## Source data
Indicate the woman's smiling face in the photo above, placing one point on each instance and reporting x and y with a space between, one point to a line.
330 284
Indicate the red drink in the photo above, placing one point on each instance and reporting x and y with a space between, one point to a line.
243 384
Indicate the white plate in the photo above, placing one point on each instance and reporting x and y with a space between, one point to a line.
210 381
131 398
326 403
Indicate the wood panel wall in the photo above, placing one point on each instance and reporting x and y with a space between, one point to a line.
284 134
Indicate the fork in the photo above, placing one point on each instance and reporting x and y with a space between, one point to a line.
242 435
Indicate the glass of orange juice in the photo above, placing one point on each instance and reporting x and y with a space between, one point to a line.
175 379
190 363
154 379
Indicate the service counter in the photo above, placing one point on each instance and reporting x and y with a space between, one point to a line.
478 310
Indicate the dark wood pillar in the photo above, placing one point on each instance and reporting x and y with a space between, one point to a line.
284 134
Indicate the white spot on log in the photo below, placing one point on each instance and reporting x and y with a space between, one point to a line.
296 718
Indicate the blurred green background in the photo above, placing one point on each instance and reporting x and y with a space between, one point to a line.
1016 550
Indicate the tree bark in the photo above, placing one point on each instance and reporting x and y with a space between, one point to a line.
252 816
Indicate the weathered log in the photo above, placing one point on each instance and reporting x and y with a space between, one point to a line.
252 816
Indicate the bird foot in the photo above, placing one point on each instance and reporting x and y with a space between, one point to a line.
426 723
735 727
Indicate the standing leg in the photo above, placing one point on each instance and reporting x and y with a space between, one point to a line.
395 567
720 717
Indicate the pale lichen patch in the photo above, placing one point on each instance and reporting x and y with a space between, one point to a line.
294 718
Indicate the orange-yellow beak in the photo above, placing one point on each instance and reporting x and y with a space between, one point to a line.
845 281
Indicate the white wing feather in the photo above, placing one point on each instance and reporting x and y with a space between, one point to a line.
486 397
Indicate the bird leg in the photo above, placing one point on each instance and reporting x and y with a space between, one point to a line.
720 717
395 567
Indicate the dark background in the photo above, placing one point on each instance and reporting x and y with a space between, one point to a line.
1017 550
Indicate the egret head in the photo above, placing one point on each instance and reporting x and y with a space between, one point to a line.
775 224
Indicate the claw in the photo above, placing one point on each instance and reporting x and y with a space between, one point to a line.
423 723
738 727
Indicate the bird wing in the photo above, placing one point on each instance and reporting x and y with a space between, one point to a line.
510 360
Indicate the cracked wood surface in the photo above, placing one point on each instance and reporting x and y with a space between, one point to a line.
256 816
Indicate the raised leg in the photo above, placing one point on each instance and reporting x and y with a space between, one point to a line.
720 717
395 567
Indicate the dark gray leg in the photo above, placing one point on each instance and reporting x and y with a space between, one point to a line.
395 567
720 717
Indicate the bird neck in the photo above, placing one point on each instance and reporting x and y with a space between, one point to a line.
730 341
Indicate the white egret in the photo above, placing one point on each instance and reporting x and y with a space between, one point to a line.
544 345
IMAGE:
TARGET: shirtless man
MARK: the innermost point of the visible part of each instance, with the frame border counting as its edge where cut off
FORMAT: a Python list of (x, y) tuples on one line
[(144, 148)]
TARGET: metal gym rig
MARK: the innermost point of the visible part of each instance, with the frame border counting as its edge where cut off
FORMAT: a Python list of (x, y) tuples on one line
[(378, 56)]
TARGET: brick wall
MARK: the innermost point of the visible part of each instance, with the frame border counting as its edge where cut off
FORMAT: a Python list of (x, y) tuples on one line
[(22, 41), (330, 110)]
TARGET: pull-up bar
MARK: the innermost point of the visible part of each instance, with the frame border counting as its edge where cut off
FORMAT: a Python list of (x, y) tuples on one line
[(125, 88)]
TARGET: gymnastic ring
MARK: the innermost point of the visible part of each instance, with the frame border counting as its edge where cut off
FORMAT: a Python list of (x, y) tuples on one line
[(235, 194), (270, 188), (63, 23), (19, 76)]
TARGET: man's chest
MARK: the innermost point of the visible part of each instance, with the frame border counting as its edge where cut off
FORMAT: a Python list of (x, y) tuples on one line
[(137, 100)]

## Required work
Arrange all of the records above as a two-column CSV with the header columns "request" and "answer," one row per request. Place each request's text and its answer in a single quoted field, replacing any line breaks with spaces.

## Solution for this task
request,answer
"Indicate the woman's smiling face in the photo above, placing one point on each instance and reporting x and y with a space between, one point to a line.","330 284"
"Indicate the red drink in the photo above, placing one point on each instance and reporting x and y with a space between, one point to a line.","243 384"
"Indicate the white plate in the photo above, placing one point on each instance and reporting x and y with a space between, one point to a line.","210 381 131 398 326 403"
"Indicate the wood panel wall in the photo above, placing one point on each instance and reporting x and y with a space between, one point to a line.","284 134"
"Indicate the fork in the photo above, placing one point on each instance and reporting x and y with a space between, one point to a line.","242 435"
"Indicate the glass of orange juice in the photo above, placing one point on each instance and reporting x and y with a space between, one point to a line.","175 379 190 363 154 379"
"Indicate the service counter in the photo above, placing one point on each instance and reporting x and y with a space between, one point to a line.","478 310"
"Indicate the dark wood pillar in the photo above, placing one point on each instance and reporting x and y with a space between, one point to a line.","284 134"
"Indicate the white spot on log in the photo below, placing one point on each instance and reporting x and y with a space between, one point to a line.","296 718"
"Indicate the blurred green background in the photo above, placing one point on each instance and reporting x and y with a space between, one point to a line.","1016 550"
"Indicate the tree bark in the photo above, placing one point on each instance and reporting x and y with a space between, one point to a line.","252 816"
"Indicate the weathered log in the photo above, placing one point on each instance and reporting x and y with a space between, one point to a line.","252 816"
"Indicate the bird foot in the photo above, placing one point on each instance and reporting x and y with a space between, one point to a line.","426 723 735 727"
"Indicate the standing leg in the photo above, placing one point on each instance and reporting x and y with a space between, one point to a line.","395 567 720 717"
"Indicate the pale lichen patch in the photo above, placing one point on each instance and reporting x and y with a space between, one point to a line.","294 718"
"Indicate the orange-yellow beak in the photo above, placing one point on each instance and reporting x and y with a space between, one point to a line.","845 281"
"Indicate the white wing feather in the photo above, placing one point on each instance and reporting x and y with a space between, one point to a line.","486 397"
"Indicate the bird leg in the photo above, placing one point on each instance and reporting x and y with a space between, one point to a line.","720 717 395 567"
"Indicate the dark background in the photo above, placing one point on each instance and reporting x and y with a space between, one point to a line.","1017 550"
"Indicate the egret head in the photo above, placing one point on each instance and reporting x and y with a space between, one point to a line.","775 224"
"Indicate the claw in the photo above, placing one point on each instance and reporting x and y with a space between, one point to a line.","423 723 738 727"
"Indicate the bird wing in the photo above, placing one point on each instance and reporting x and y with a space between, one point to a line.","510 360"
"Indicate the cracked wood surface in the photo above, placing one point on each instance and reporting x and y with a space between, one point to a line.","256 816"
"Indicate the raised leg in the photo above, placing one point on each instance and reporting x and y with a space between, one point to a line.","720 717 395 567"
"Indicate the dark gray leg in the photo above, placing one point on each instance and reporting x and y with a space between, one point to a line.","395 567 720 717"
"Indicate the bird neck in the photo above, placing one point on each instance and reporting x and y with a space between, one point to a line.","730 341"
"Indicate the white egret in the photo above, placing one point on each instance and reporting x and y with a space between, one point to a line.","544 345"
"IMAGE: TARGET: shirtless man MARK: the innermost point of the visible part of each instance, with the frame border counting as its edge where cut off FORMAT: a Python list of (x, y) tuples on one line","[(144, 148)]"
"TARGET: metal gym rig MARK: the innermost point of the visible part of each instance, with the frame border counting as its edge where cut off FORMAT: a Python list of (x, y) tuples on one line","[(378, 56)]"
"TARGET: brick wall MARK: the innermost point of the visible part of each instance, with the frame border counting as its edge where cut off FORMAT: a Python list of (x, y) tuples on one line","[(22, 41), (330, 110)]"
"TARGET: pull-up bar MARK: the innermost point of the visible part of each instance, with the frame border counting as its edge where cut off FORMAT: a Python list of (x, y) tuples on one line","[(125, 88)]"
"TARGET: gymnastic ring MARK: the innermost point of the visible part of each instance, with the frame border counting as its edge where cut off FORMAT: a Python list of (x, y) tuples on one line","[(235, 194), (270, 188), (63, 23), (19, 76)]"
"TARGET: man's chest MARK: the innermost point of the visible part of each instance, with the frame border counting as its edge where cut off FORMAT: a Python list of (x, y) tuples on one line","[(137, 100)]"